-- MATERIALS PROVIDED follows --

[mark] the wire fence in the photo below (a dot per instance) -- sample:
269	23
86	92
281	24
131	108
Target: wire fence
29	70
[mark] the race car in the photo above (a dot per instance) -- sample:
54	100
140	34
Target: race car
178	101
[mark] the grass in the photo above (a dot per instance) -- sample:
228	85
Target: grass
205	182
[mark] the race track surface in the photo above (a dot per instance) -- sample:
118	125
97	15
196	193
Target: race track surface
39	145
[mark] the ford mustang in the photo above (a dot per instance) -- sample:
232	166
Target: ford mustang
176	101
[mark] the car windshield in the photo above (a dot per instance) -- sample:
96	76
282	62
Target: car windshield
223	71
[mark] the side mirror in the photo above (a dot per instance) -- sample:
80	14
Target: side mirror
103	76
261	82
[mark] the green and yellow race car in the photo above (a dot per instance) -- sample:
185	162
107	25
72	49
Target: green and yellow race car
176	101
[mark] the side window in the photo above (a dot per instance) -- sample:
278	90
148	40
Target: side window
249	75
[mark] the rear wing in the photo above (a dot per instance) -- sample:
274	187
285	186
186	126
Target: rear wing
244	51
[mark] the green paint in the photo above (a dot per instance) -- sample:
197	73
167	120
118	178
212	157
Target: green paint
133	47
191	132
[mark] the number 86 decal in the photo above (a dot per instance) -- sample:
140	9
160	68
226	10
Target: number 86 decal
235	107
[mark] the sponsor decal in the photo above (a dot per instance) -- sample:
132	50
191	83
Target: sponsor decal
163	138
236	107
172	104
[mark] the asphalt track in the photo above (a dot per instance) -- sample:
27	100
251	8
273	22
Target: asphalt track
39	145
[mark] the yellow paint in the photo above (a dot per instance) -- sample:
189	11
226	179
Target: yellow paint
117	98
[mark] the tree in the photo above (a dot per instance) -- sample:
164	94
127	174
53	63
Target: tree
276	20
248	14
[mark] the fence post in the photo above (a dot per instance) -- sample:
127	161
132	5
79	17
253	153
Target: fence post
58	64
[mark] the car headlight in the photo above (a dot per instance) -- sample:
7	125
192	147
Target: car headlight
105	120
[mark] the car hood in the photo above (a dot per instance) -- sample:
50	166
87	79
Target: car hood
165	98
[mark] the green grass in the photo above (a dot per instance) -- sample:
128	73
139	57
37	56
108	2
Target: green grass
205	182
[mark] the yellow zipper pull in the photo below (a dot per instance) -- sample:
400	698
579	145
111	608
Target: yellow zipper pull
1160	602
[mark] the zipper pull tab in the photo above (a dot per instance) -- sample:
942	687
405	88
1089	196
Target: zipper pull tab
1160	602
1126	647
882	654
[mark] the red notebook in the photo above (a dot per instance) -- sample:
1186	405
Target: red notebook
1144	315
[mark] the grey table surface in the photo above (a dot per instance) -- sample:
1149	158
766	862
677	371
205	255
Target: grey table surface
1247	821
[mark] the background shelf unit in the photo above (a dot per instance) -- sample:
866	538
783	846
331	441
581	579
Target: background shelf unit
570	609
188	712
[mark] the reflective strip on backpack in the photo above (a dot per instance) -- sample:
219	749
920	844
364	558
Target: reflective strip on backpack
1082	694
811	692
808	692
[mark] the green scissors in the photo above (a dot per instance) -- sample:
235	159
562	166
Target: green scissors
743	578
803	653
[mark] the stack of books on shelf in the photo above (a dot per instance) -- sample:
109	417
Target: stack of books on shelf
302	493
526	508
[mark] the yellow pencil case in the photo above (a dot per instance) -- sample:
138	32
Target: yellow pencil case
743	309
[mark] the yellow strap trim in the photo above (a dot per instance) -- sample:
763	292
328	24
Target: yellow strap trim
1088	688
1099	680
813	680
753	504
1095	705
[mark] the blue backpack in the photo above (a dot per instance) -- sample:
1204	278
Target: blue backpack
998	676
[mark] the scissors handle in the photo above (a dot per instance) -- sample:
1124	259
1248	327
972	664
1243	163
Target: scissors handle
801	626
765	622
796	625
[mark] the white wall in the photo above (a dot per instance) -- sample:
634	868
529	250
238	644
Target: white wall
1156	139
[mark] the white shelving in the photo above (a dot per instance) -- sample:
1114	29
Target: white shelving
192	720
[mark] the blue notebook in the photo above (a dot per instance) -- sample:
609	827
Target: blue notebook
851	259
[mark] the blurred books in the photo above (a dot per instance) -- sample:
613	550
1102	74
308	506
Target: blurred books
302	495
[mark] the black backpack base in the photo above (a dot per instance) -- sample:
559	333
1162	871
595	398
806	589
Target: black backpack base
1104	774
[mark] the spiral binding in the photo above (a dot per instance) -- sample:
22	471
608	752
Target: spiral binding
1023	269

-- MATERIALS PROVIDED concluded --

» **PROBLEM TO WORK ON**:
Would you copy every line of the entries that includes the word "below"?

» **RESPONSE AREA**:
[mark] the wire fence in the photo below (a dot per instance) -- sample:
[mark] the yellow zipper pull in the photo below (a dot per instance) -- sample:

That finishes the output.